• What needs to be done
Gather each line of the entries below that contains the word "give", and copy those lines in full.

• Segmentation data
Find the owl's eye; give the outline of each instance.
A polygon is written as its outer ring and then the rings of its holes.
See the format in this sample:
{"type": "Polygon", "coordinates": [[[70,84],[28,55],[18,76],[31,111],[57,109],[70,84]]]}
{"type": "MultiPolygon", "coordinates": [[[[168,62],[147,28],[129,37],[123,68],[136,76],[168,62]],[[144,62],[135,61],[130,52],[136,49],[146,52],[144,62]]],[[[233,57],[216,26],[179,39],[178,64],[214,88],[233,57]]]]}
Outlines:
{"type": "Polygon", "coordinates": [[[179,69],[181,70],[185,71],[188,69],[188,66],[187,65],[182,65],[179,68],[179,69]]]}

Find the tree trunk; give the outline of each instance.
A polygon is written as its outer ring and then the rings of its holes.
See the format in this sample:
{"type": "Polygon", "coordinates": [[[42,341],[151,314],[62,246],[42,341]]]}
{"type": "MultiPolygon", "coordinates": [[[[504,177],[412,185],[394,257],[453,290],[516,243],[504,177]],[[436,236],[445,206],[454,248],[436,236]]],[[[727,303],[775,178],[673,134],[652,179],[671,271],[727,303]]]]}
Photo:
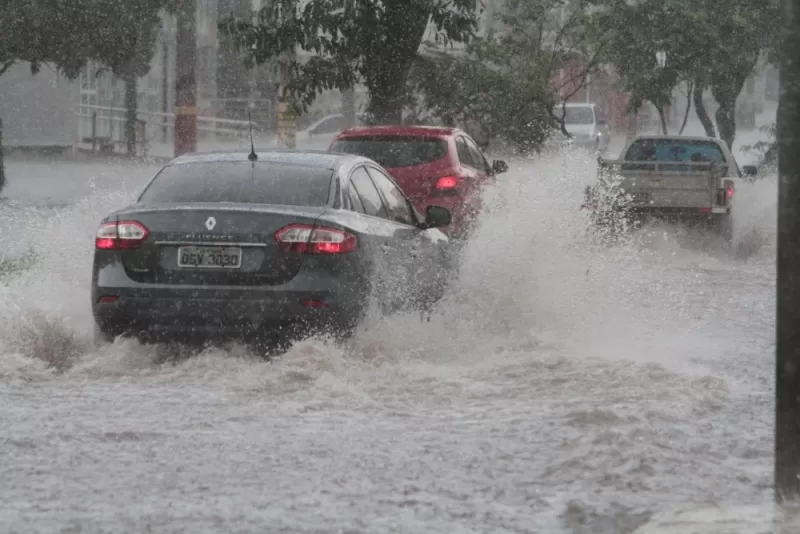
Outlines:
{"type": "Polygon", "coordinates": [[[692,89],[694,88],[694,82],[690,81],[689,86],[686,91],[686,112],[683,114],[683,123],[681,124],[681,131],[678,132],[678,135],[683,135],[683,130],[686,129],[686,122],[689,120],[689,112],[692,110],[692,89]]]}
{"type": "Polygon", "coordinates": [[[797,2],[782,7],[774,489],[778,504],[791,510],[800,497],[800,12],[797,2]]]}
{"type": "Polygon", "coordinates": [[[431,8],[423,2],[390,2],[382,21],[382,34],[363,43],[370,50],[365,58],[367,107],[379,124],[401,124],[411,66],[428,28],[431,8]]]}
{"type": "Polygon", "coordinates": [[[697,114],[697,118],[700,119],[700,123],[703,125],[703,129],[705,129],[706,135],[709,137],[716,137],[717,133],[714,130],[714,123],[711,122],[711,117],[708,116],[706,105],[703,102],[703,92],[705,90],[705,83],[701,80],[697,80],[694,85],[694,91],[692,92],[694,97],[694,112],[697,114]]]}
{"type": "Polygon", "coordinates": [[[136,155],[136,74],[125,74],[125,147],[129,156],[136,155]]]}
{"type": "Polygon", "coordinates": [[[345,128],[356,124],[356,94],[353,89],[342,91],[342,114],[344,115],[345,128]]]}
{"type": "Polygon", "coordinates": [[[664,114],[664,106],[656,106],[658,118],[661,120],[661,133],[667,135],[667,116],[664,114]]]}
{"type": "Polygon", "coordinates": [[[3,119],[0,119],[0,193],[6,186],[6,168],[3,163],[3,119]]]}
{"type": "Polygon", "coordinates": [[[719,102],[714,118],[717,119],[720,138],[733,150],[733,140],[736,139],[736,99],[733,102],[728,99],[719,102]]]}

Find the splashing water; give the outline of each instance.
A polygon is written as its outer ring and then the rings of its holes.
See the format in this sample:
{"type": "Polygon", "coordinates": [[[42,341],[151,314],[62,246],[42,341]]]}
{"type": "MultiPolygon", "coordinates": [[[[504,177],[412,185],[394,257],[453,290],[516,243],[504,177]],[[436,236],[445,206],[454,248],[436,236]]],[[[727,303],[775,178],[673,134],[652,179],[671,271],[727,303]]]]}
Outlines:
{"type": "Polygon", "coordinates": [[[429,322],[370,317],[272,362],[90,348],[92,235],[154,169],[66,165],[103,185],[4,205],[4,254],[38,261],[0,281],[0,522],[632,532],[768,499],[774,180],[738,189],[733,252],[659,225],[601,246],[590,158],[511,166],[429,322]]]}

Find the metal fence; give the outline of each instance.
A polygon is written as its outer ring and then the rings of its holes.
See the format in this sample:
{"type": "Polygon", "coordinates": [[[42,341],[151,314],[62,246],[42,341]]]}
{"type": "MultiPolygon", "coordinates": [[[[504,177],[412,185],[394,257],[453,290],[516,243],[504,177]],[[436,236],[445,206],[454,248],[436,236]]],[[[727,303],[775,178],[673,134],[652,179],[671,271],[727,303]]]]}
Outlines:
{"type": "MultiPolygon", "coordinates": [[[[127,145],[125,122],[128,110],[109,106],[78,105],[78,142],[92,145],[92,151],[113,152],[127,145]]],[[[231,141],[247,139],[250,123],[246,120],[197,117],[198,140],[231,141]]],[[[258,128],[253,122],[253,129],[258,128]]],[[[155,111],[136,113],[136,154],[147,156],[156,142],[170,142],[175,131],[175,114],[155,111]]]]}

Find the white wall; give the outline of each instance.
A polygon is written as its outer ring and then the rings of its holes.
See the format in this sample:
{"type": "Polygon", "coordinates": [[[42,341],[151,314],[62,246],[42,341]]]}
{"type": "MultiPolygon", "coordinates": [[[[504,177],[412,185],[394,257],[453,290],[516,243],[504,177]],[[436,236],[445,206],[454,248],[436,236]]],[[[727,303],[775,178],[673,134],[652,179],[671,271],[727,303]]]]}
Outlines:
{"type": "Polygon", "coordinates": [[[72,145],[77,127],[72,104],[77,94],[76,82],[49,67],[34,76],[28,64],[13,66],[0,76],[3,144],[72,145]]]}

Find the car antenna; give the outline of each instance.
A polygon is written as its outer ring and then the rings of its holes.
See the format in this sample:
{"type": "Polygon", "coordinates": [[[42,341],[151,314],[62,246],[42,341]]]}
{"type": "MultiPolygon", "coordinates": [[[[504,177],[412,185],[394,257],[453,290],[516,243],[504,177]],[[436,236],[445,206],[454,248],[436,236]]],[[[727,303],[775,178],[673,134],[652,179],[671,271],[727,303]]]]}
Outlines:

==

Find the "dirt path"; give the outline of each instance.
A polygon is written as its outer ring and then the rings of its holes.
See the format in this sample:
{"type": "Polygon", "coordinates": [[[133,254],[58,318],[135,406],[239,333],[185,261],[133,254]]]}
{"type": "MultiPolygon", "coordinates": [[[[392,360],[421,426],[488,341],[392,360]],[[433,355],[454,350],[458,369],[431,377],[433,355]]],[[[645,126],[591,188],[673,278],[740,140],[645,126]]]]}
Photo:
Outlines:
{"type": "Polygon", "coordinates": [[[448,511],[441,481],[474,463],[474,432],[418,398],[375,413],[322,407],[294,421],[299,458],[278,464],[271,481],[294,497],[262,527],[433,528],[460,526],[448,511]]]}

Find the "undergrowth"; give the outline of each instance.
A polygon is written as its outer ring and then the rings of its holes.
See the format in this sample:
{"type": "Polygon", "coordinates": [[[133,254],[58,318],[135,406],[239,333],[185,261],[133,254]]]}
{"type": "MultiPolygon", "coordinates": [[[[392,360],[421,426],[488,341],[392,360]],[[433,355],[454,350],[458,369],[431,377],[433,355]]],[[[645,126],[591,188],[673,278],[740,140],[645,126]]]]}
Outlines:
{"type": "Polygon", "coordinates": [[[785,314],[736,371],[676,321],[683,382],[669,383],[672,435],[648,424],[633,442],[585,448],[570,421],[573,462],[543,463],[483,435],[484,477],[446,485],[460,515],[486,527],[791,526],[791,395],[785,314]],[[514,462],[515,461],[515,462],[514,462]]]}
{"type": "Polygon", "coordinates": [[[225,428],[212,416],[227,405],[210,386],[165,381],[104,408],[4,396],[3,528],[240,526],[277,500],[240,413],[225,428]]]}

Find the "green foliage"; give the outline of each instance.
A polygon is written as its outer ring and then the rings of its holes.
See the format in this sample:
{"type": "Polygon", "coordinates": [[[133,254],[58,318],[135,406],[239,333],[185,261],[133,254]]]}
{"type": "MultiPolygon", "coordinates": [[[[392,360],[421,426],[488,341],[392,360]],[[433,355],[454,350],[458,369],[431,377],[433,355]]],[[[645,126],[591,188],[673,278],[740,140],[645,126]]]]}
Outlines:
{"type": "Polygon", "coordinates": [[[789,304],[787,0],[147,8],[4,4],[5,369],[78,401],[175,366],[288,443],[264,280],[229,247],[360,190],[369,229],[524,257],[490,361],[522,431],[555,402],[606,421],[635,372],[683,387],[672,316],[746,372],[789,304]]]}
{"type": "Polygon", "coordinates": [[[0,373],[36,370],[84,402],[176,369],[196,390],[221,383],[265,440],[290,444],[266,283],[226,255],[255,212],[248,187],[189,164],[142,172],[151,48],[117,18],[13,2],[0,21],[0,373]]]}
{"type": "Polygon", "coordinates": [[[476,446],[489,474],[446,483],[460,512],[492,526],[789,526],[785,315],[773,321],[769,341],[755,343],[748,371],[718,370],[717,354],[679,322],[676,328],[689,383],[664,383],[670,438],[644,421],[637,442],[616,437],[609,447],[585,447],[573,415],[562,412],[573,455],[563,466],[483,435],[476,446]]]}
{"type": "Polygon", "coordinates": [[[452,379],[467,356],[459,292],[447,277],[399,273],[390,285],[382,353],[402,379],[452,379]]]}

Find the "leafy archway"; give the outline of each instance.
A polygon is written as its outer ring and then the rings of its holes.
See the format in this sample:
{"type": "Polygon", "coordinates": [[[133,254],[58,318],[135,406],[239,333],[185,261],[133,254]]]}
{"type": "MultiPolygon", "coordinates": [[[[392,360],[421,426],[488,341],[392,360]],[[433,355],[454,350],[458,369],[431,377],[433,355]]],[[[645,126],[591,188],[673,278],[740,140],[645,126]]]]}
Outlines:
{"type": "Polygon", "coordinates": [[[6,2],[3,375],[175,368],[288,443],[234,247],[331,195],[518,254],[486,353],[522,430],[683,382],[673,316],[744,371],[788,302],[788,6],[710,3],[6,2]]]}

• Finished exercise
Find the owl's eye; give the outline of each instance.
Find the tree trunk; give the outline of each instance.
Find the splashing water; give the outline of each instance.
Find the metal fence; give the outline of each instance.
Find the white wall; give the outline of each instance.
Find the car antenna; give the outline of each instance.
Find the "dirt path"; give the outline of each instance.
Find the "undergrowth"; give the outline of each instance.
Find the "green foliage"; give the outline of each instance.
Find the "leafy archway"; give the outline of each instance.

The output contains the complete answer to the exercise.